▶ _The problem_: Rewrite the passage of the news piece on food service trade recovering after COVID-19, from "ENCOURAGING statistics are" up to and including "after COVID-19 closures.", putting "pubs" in place of "hotels".

▶ _Text under study_:
------------------------------------------------------------------------
ENCOURAGING statistics are emerging suggesting the food service sector (hotels, restaurants, cafés and catering) is getting back on its feet after COVID-19 closures.
Both in Australia and internationally, enjoying a nice steak in a restaurant is again becoming more common, as eating-out slowly re-emerges from closures and distancing measures forced by pandemic control.
Red meat wholesalers and exporters told Beef Central yesterday that while food service trade within Australia was definitely picking up, inquiry among food service customers overseas was ‘patchy’ at best.
“Those Australian food service customers that are re-activating are very selective,” one large wholesaler with a multi-state network said.
“It’s very evident that food service customers currently do not want to hold too much stock, concerned about the prospect of a second wave of COVID-19 restrictions. Nobody wants to get caught with product they cannot use, if lock-downs happen a second time.”
“A guy who might have bought three pallets of beef prior to COVID is now asking for a single pallet, made up of mixed items. That ‘just-in-time’ approach for a variety of small volume items is proving difficult, because there is not much meat in the market, at present, with reduced kills across eastern Australia.”
A wholesale contact spoken to yesterday said his beef trade with Australian food service customers was now at 50 percent of pre-COVID levels – perhaps slightly less – while another trader put the figure at ‘well above 50pc.”
“While a lot more venues are now open for business again, the distancing restrictions for patrons mean that their red meat turnover is still well down on normal trade,” he said.
------------------------------------------------------------------------
▶ _Available data_:
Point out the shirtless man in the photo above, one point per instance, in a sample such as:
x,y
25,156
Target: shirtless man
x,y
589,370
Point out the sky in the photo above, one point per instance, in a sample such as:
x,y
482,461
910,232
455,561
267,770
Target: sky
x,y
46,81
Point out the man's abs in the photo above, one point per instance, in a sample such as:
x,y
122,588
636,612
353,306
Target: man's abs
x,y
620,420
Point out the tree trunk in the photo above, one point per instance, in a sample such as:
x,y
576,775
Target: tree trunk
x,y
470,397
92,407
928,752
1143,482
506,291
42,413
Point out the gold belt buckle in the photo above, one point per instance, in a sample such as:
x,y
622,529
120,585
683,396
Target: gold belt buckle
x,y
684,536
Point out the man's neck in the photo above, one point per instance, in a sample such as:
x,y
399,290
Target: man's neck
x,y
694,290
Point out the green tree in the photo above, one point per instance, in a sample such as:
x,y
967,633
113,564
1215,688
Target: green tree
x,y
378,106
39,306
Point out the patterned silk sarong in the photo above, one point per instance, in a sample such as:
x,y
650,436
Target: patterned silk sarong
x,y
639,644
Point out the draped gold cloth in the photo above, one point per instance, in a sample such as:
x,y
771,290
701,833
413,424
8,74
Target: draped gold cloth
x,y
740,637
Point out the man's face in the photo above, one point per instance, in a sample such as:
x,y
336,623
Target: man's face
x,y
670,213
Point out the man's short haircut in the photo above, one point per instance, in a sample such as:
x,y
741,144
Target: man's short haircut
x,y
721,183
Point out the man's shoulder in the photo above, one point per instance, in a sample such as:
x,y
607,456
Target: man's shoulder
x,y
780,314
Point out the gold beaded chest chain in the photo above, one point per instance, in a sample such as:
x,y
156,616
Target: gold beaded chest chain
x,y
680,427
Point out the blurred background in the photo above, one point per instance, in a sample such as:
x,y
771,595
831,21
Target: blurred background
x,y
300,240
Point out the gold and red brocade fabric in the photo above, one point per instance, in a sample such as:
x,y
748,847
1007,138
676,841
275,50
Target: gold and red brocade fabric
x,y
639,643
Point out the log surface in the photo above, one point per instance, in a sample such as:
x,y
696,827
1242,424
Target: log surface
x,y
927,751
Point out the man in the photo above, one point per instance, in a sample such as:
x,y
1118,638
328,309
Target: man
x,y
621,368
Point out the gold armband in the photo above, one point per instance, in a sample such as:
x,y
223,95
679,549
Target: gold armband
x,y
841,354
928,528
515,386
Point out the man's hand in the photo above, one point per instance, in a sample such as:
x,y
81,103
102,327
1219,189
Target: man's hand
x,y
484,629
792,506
------------------------------------------------------------------------
▶ _Exercise output_:
ENCOURAGING statistics are emerging suggesting the food service sector (pubs, restaurants, cafés and catering) is getting back on its feet after COVID-19 closures.